*TASKS TO PERFORM:*
a – In the passage on Rider, how much new funding did the company announce it had raised?
b – Return, word for word, the part of the passage on Rider from "Rider is on" up to and including "since September 2021.".
==== SUPPLIED PASSAGE ====
Rider is on a mission to provide online shoppers in Pakistan with “Amazon-like” next-day deliveries. The Karachi-based company announced it has raised $3.1 million in new funding from Y Combinator, along with new investors i2i, Flexport, Soma Capital, and Rebel Fund. Returning investors included GFC, Fatima Gobi, and TPL E-ventures, along with Dropbox co-founder Arash Ferdowsi. This brings RIder’s total raised to $5.4 million since September 2021.
Founded in 2019 by former UPS Pakistan executive Salman Allana, Rider is building a network of sorting hubs, delivery centers, and a digitized fleet. The platform enables sellers to offer next-day delivery with route optimization, live tracking, and scheduling for buyers. The company claims that since their pre-seed investment round in September 2021, monthly revenues have grown 110% and they have doubled their customer base to 650 online sellers. So far, Rider has delivered 3 million parcels across 60 cities in Pakistan. It currently runs a network of 16 hubs that cover 60 cities across Pakistan, which Allana said accounts for about 60% of e-commerce demand in the country.
Allana told TechCrunch that growing up in Karachi and spending his early career in sub-Saharan Africa meant he was used to poor supply chains and logistics services. “If you ordered something online, you accepted the huge risk it might never show up,” he said. When he moved to London to study for his MBA, he became “obsessed” with Amazon delivery. “How could an order I placed at midnight be at my doorstep the next morning? I believed there was a clear and large opportunity to bring this service quality to online sellers in Pakistan and eradicate ‘parcel anxiety’ for all online buyers in Pakistan — including myself.”
After earning his MBA, Allana started working for UPS Pakistan as head of the strategy and business development. He saw for himself the challenges logistics incumbents face, including lost orders, buyers who are reluctant to order online again, and, for online sellers, headaches like manual cash-on-delivery, reconciliation, and slow payback, which created working capital challenges, especially for Pakistan’s one million SMEs that rely on Instagram and Facebook to reach buyers.
“I learned that the traditional delivery payers were not set up or equipped to service the online retail trend and that change from the inside would be slow and costly,” Allana said. “The COVID pandemic saw a huge and irreversible shift to online shopping across Pakistan. Only a built-for-purpose, dynamic, growth-focused startup could capture this opportunity on time.”
==== RECORD EXCERPTS ====
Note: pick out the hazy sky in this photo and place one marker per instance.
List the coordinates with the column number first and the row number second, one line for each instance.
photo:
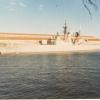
column 47, row 16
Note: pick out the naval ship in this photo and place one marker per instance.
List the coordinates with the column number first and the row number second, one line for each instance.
column 39, row 43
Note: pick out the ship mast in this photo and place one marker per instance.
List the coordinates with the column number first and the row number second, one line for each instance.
column 65, row 30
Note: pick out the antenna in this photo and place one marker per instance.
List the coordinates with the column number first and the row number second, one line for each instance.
column 65, row 28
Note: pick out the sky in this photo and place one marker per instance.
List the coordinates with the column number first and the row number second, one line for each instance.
column 48, row 17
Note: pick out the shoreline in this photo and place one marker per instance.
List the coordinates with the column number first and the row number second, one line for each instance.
column 50, row 53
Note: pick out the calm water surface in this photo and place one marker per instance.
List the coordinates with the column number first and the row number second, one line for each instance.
column 50, row 76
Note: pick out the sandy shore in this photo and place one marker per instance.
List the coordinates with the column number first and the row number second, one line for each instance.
column 49, row 49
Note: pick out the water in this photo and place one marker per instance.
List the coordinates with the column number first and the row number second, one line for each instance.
====
*RESULTS OF THE EXERCISE:*
a – $3.1 million.

b –
Rider is on a mission to provide online shoppers in Pakistan with “Amazon-like” next-day deliveries. The Karachi-based company announced it has raised $3.1 million in new funding from Y Combinator, along with new investors i2i, Flexport, Soma Capital, and Rebel Fund. Returning investors included GFC, Fatima Gobi, and TPL E-ventures, along with Dropbox co-founder Arash Ferdowsi. This brings RIder’s total raised to $5.4 million since September 2021.